* _Document excerpt_:
A national poll conducted for C.S. Mott Children’s Hospital at the University of Michigan finds nearly half of responding parents believe there should be no co-pays for email consultations with physicians.
The hospital commissioned GfK Custom Research to do the survey of 1,420 adult parents in June because while primary care office co-pays generally range up to $30, co-pays for email consultations have not been established.
Six percent of respondents presently can get email advice from their primary care office and 77 percent would likely seek such advice if the service was available. But 49 percent said the co-pay should be $0. Forty-two percent of those who said a co-pay is reasonable for an email consultation believe it should be considerably less than the co-pay for an office visit.
“There were no differences in reasonable co-pay amounts based on parent education level or child age,” according to survey results. “However, parents of children with a chronic condition (who are more likely to have visits for minor illness) were more likely than parents of children without a chronic condition to cite $0 as a reasonable co-pay for an email consultation.”

* _Dataset entries_:
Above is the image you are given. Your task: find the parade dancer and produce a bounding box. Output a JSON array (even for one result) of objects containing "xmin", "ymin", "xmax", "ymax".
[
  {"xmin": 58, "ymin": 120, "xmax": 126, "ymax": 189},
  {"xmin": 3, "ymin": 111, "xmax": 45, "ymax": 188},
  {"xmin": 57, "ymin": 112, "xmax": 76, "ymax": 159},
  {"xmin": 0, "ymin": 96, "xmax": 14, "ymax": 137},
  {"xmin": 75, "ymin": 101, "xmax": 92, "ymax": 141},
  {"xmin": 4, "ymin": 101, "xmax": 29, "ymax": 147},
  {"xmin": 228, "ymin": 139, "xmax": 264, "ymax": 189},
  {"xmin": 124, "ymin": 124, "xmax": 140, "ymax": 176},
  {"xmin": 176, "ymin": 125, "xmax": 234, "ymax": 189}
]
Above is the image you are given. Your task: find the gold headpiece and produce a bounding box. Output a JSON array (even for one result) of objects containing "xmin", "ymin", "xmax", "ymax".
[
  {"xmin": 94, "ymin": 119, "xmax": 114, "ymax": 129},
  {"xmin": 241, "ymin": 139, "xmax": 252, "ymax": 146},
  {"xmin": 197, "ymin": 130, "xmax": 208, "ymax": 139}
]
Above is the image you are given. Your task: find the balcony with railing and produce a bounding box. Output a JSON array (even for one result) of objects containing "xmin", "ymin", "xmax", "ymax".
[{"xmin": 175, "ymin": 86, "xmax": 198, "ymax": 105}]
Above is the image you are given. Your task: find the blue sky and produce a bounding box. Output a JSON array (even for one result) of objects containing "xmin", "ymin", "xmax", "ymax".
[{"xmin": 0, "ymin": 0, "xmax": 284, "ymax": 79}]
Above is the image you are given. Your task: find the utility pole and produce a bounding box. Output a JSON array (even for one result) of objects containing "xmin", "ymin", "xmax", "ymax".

* _Questions on the material_:
[a] Answer these questions using the passage on the email co-pay poll:
(i) How many adult parents took part in the survey?
(ii) What percentage of respondents can presently get email advice from their primary care office?
(iii) Which group of parents was more likely to cite $0 as a reasonable co-pay for an email consultation?
[b] Extend the passage on the email co-pay poll with a few more sentences that pick up after its final sentence.
The records are not used here.

* _Your written answers_:
[a]
(i) 1,420
(ii) Six percent
(iii) Parents of children with a chronic condition

[b]
Poll results mirror concerns that providers have about email consultations, such as the unseen workload behind them to review records and document the exchange, the expectation of being on-call to answer emails at any hour, variable reimbursement patterns, and incurring costs to ensure the communications are secure, according to the conclusions from the hospital, which offers a solution to consider:
“Some health care practices are already offering email consultation as part of a package of online/electronic services that also includes family conferences, texting and Web chats. Rather than a per-transaction charge, these practices charge a monthly or annual fee for the package of services. Given this poll’s finding that most parents do not expect a co-pay for email consultation, instituting routine fees for e-communications might be a workable solution.”